__PROBLEM TO SOLVE__. From the piece on clustering blog posts, pull out word for word the passage starting with "- School’s In" and going on through "of the tech industry.".

__DOCUMENT SEGMENT__.
Since OpenAI usage costs money, I don’t want to repeatedly call the API with identical inputs if I don’t have to. That’s where cachier comes in (a library I help maintain) so results can be transparently saved to disk for subsequent use.
Once I had the embeddings, I used K-means clustering to group posts into common themes, and then t-SNE to reduce the dimensionality and produce a visualization of the clusters. To produce a summary of the theme of each cluster I took a sample of posts from each and shoved them into GPT4.
To start I tried using 2 clusters, which produced the following distribution:
Pretty interesting that there’s a natural grouping going on. Here’s the themes and sample posts:
Blue Posts
The theme of these posts is the author’s personal and professional experiences with technology, education, open-source contributions, ethical considerations, and the impact of travel and diversity on personal growth and the tech industry.
- School’s In Session
- Get In The Arena
- Wants What It Wants
- The Butterfly Effect
- Zeros And Ones
- It’s A Small World
- Living On A Jet Plane
- Be Kind, Not Right
- Worth A Million Words
- Leave No Trace
Orange Posts
The theme of these posts revolves around the reflections, experiences, and insights of a software developer navigating the challenges and nuances of the tech industry.
- Say Hello
- Phantom Fix
- Save Something For Grace
- Hello world!
- Trump Card
- To Alcohol and WiFi!

__PROVIDED DATA__.
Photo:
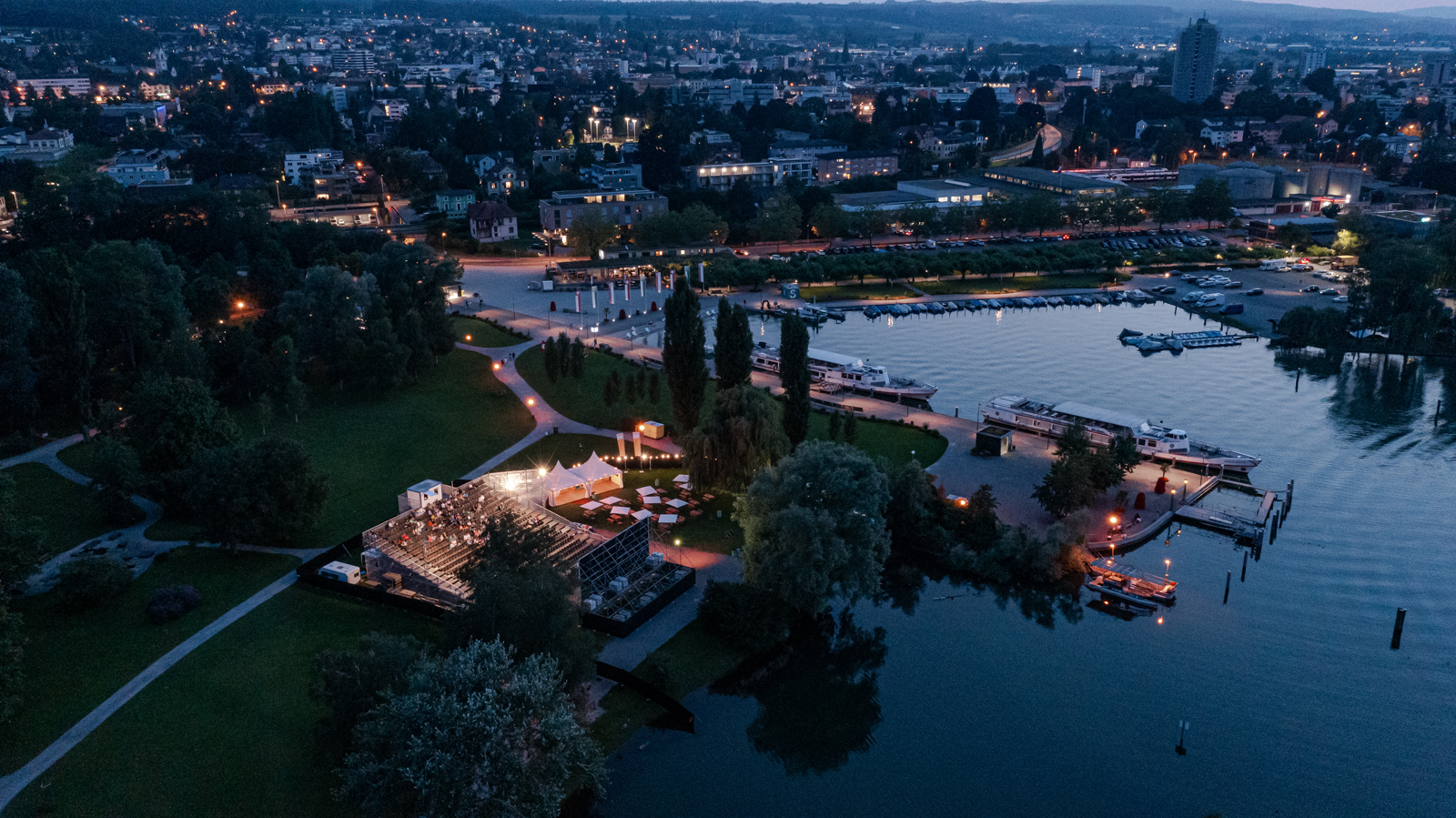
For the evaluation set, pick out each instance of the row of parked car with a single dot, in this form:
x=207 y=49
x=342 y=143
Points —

__ANSWER SPACE__.
- School’s In Session
- Get In The Arena
- Wants What It Wants
- The Butterfly Effect
- Zeros And Ones
- It’s A Small World
- Living On A Jet Plane
- Be Kind, Not Right
- Worth A Million Words
- Leave No Trace
Orange Posts
The theme of these posts revolves around the reflections, experiences, and insights of a software developer navigating the challenges and nuances of the tech industry.